**Extracted entries**

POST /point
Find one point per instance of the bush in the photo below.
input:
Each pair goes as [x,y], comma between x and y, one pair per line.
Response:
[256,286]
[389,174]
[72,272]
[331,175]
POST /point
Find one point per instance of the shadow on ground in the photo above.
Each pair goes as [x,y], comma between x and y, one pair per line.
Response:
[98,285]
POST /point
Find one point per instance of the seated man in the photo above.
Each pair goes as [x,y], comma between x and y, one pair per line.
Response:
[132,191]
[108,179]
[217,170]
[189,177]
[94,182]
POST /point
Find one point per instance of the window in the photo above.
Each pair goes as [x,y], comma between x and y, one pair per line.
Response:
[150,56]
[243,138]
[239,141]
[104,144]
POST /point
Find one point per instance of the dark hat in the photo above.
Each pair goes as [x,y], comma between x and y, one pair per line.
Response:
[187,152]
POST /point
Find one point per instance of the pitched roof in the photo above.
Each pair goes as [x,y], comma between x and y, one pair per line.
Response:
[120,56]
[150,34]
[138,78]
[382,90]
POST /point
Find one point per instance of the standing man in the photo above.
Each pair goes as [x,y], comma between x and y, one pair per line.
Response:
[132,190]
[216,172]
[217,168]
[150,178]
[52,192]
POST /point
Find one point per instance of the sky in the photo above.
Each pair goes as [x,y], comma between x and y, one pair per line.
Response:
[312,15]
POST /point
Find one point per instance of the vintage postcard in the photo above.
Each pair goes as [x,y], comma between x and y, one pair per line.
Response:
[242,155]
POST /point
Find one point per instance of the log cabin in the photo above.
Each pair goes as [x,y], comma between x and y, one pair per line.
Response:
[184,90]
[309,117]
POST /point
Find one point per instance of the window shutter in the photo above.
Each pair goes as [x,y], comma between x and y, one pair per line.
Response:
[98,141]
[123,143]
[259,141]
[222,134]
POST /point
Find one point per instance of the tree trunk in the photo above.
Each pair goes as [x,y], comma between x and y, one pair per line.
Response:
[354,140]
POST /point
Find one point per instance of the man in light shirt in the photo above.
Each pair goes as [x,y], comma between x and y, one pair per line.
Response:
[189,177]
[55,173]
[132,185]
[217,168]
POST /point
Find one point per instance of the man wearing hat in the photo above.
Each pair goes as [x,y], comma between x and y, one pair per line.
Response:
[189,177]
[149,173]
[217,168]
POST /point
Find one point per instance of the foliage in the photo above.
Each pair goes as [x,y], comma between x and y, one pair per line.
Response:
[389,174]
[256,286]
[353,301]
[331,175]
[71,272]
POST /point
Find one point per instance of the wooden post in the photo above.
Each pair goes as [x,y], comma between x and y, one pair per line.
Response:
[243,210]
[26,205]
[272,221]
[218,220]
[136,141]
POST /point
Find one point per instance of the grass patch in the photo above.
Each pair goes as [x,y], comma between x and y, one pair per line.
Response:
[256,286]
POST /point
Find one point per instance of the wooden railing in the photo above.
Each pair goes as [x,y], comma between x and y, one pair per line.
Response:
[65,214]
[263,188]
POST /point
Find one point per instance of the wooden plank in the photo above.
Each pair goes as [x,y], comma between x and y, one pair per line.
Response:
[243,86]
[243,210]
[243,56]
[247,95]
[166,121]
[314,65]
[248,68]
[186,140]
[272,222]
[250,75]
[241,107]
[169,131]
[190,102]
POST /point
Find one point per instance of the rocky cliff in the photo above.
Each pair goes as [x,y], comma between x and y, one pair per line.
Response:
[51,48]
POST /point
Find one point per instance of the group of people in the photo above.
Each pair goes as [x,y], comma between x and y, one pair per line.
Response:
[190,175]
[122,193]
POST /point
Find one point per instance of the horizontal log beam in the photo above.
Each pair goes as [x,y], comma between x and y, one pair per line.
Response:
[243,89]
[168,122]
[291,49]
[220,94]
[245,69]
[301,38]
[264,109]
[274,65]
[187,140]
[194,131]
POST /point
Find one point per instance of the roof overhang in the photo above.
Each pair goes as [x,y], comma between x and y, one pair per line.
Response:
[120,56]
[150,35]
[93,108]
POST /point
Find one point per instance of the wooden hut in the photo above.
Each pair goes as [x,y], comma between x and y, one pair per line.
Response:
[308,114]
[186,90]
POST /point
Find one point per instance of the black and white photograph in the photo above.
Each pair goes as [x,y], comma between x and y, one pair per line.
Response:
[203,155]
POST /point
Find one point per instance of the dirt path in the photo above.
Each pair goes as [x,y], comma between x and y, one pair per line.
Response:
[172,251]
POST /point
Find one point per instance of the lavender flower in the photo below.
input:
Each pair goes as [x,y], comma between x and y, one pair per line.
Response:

**What is expected**
Report, copied in full, each line of the rows above that contains the word "wooden". Case counts.

**Solution to the exercise**
Find one point per instance of the wooden post in the photo above.
Find one point per instance of the wooden railing in the photo above.
Find one point per instance of the wooden plank in the photo above.
Find one point per instance of the wooden hut in the photo above.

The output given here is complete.